The exercise ->
Carry on the satirical passage about the one-way mind, starting after its final sentence.

Page text ->
.....

So they had their way, and strange as it may seem, it was accepted by the people as the way of salvation.
Still there remained a hard core of opposition which persisted in saying that abundance ought to mean freedom from poverty and war. They declared that no such madness as destroying food which people needed, and closing down factories when the needs of the masses remained unsatisfied, would be tolerated in Russia. The reply of the one-way mind to this criticism was that the Soviet leaders were materialists and infidels. To which was hurled the Scriptural saying: “He that feedeth one of these my little ones...”
Indeed the unbelievers (in war and poverty) refused to keep quiet. And in saying that the fish which they constantly saw being taken out of Billingsgate and dumped into the sea in order to keep up the prices, would  allay the hunger pains of their underfed children, just as the half-frozen men in food queues of New York insisted that they knew better uses for the surplus coffee and sugar that was causing so much trouble to the City, than burning it.
In due course the body of these unbelievers grew out of all knowledge, and in all lands. This fact was accepted as a challenge by the one-way mind, which furiously objected to any tampering with the “foundations of society.” “Civilisation,” it said, “was founded on War, Poverty and Profit, and any attempt to change that basis would have to be met with the treatment it deserved, since it was an attack upon religion and all that was sacred. Without poverty there could be no charity, and without Imperialism how could Christianity triumph over heathenism? That the Irish and the Indians hated Britain for her oppression merely exposed the depth of their ignorance. The fact that Britain was wholly impartial in her dealings with other peoples was proved by the fact that she was willing to sell her armaments to every Government in the world, a fact which insured that no matter what enemy Britain might have, British soldiers could reasonably rely on the armaments which ended their lives being of good British manufacture.” Indeed the one-way mind never despairs, since it is fortified by the belief that it can never be wrong.

.....

Dataset excerpt ->

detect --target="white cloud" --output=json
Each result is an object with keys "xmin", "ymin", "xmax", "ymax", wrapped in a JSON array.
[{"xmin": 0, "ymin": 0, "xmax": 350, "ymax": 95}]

.....

Task answer ->
It is quite true that the one-way mind got a little restless when the Disarmament Conference refused to come to an end, as it could not understand why the Imperialist Powers did not tell the world quite plainly that it was impossible for big Empires to be maintained without vast  armaments, and thus that disarmament was wholly out of the question. They were rather disquieted at the thought that it has taken the Conference over two years to pluck up the courage to tell the pacifists that there can be no disarmament, and indeed that increased armaments are inevitable.
In another direction the one-way mind is perfectly happy. It is consoled to know that those wretched people who believe in the possibility of abolishing poverty are everywhere being put in their place by Mussolini, Hitler, Dollfuss, Pilsudski, etc. Also it imagines it sees further victories in prospects. It is hoping for victories everywhere – except, perhaps in Russia. Russia is the one fly in the ointment, and it is a very tiresome and threatening fly. It stands for an idea, an idea that persists in spite of defeat and unspeakable persecution. “But,” say the hierarchs of the one-way mind, “wait a little, watch that ring of Fascist Dictatorships around Russia close in and unite, then see!” (In the event, it was the Fascist Dictatorships that bit the dust and Russia or the Soviet Union became a super power. But that was another era and another time).
The Idea has got to be crushed. That is the aim. Immediately after the War (First World War) it seemed that the Idea was going to carry all before it, but it eventually succumbed before the forces in the control of the one-way mind. In the meantime, however, it has gradually spread, and it is today stronger than ever, notwithstanding its defeat in many countries. It must spread if civilization is to be saved from the peril of the one-way mind.
The triumph of Fascism signifies the setting up of something quite new in the world – one-way mind States: States with one political Party, one religion, one philosophy, one newspaper and a one-way mind Dictator at the head of them.
Even God is told to occupy a back seat, since there can be only one Dictator in a State, one person who is infallible...
Freedom, variety, individuality, colour, art, etc., are out of date in the Fascist State; they contradict the demands of the one-way mind, and so must be crushed out, even at the expense of the poor, whose poverty Fascism increases.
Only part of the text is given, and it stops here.